§ **WHAT YOU NEED TO DO**
Update the lines below by changing every "photograph" to "image" and leaving everything else as it is. Omit the pictures from your answer.
[start STORED RECORDS]
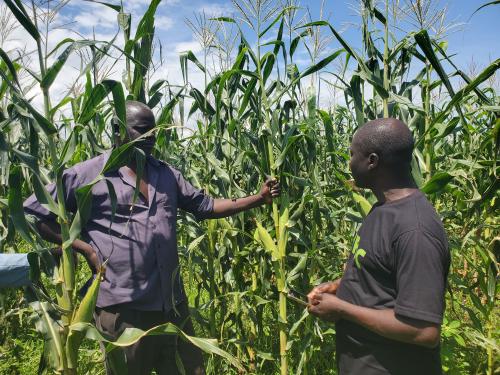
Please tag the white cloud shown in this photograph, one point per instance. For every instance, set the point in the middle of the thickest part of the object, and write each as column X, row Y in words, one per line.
column 217, row 9
column 164, row 22
column 192, row 45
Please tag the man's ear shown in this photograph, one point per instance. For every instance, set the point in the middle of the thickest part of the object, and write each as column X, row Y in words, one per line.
column 373, row 160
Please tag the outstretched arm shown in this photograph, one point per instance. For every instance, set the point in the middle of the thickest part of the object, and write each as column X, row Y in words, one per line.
column 51, row 231
column 227, row 207
column 383, row 322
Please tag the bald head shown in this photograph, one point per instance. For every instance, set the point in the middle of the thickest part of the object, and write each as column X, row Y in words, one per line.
column 139, row 115
column 139, row 120
column 389, row 138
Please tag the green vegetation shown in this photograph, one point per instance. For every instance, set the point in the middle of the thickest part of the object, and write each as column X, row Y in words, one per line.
column 258, row 115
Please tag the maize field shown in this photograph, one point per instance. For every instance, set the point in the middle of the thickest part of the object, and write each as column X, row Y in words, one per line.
column 256, row 113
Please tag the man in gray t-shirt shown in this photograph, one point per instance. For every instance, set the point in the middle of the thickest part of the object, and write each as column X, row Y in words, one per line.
column 389, row 304
column 142, row 284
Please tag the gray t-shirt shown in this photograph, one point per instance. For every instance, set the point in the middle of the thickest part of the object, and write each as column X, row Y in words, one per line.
column 400, row 261
column 140, row 241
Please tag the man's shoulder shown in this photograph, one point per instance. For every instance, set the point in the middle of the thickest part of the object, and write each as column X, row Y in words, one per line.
column 412, row 213
column 166, row 167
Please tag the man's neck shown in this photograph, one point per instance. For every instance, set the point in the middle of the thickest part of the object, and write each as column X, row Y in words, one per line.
column 389, row 190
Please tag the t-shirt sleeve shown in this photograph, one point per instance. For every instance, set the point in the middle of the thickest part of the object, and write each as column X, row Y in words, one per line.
column 70, row 183
column 193, row 200
column 421, row 270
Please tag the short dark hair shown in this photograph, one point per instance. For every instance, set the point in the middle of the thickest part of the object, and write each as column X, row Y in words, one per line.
column 390, row 139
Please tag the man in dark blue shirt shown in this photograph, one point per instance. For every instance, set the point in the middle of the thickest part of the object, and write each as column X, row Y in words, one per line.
column 389, row 304
column 142, row 284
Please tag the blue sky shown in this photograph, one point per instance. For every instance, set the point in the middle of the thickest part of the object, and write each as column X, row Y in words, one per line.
column 474, row 40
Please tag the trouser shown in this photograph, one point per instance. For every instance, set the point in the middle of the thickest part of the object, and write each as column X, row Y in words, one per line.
column 151, row 352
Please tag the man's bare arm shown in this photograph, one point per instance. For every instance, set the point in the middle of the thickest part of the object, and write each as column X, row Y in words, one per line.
column 228, row 207
column 383, row 322
column 51, row 231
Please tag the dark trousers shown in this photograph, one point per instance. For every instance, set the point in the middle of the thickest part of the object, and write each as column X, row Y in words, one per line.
column 159, row 353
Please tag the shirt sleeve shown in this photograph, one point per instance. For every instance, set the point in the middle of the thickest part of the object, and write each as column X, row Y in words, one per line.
column 422, row 263
column 193, row 200
column 33, row 207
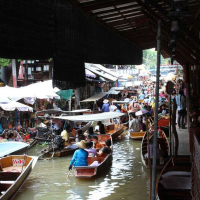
[end STORED RECORDS]
§ **ANSWER TO THE TASK**
Please tag the white cloud shown in this image, one point per instance. For every instance, set the point in the middle of the thickest part of the object, and write each as column X, row Y in words, one per line.
column 217, row 9
column 164, row 22
column 192, row 45
Please tag the man's ear shown in this image, one point per instance. For every instance, set the point in the middle of the thickest part of the object, and write each as column X, row Y in words, one per line.
column 373, row 160
Please tag the outstretched arm shown in this image, one point per instance. For every instance, set the point in the middle of the thickest part of the object, and write each as column X, row Y in words, one per line.
column 51, row 231
column 227, row 207
column 383, row 322
Please tag the bald head shown in this image, one point per instance. For every instance, set the point in the middle of the thickest part of the object, and write each as column X, row Y in words, one per line.
column 139, row 115
column 139, row 120
column 389, row 138
Please tag the green vegetation shown in this image, one point per instance. For every instance, set the point in the middle of the thickest part of the object, and write each as column X, row Y in words, one per line.
column 258, row 115
Please tag the maize field shown in this image, one point per instance. For every instance, set the point in the middle of the thickest part of the object, and write each as column X, row Y in words, one per line.
column 256, row 113
Please tag the man in gray t-shirt shown in this image, one point per instance. For every instance, set the point in the middle of the thickest part of the object, and write each as column X, row Y in words, one per line.
column 389, row 304
column 142, row 284
Please tag the gray t-shirt shown in this image, one point per instance. For every instance, set the point in the middle of the thickest part of the object, and write each as column X, row Y in words, one per line.
column 400, row 261
column 140, row 241
Please tag the man's shoulder shown in this image, one point per instance. For every instance, set the point in the middle of the thickest part of the object, and write each as column X, row Y in words, one per line.
column 412, row 213
column 166, row 167
Please tag the man's neck shown in this image, one point per instance. For every instance, set the point in the middle of the thickest part of the object, and write each as column X, row Y in words, one per line.
column 389, row 190
Please tag the t-shirt sleeve shown in this image, one point per instance. For every instance, set the point in the middle of the thickest part of the object, and write each as column X, row Y in words, one per line.
column 70, row 183
column 193, row 200
column 421, row 270
Please tag the short dark hair shown in this image, one point per instance. For every instance, set the point in the middle of the thickest part of the object, and write each as column X, row Y in words, one per line.
column 390, row 139
Please tag the man in dark blue shirt shown in this image, one point per instance. For every instance, set the point in the middle of the thickest part of the object, and write each as column X, row Y in words, one per line.
column 389, row 304
column 142, row 284
Please tag the blue sky shown in this image, one point per instance. For every instance, set the point in the middle of the thickest part of the object, and write each as column X, row Y in words, one per line.
column 474, row 40
Please tag the trouser shown in this image, one point per instance. For every instance, set the point in the middle of the thickest part of the object, and write each as column X, row Y in words, one per line.
column 151, row 352
Please tag the man's bare arm shown in this image, one point per instance. For every instance, set the point in the middle of the thickest part of the object, and write each as column X, row Y in words, one per line.
column 228, row 207
column 383, row 322
column 51, row 231
Please tag the dark trousers shown in this image, one point per instance. For every instance, set the point in the middle of the thickest part of the object, and write each as column X, row Y in words, one per line.
column 159, row 353
Please tag the shirt sleeve shown in this image, one point per instance. For every instance, set the point in the middle of the thickest part of the object, and write each as column X, row Y in words, one per line.
column 422, row 263
column 193, row 200
column 33, row 207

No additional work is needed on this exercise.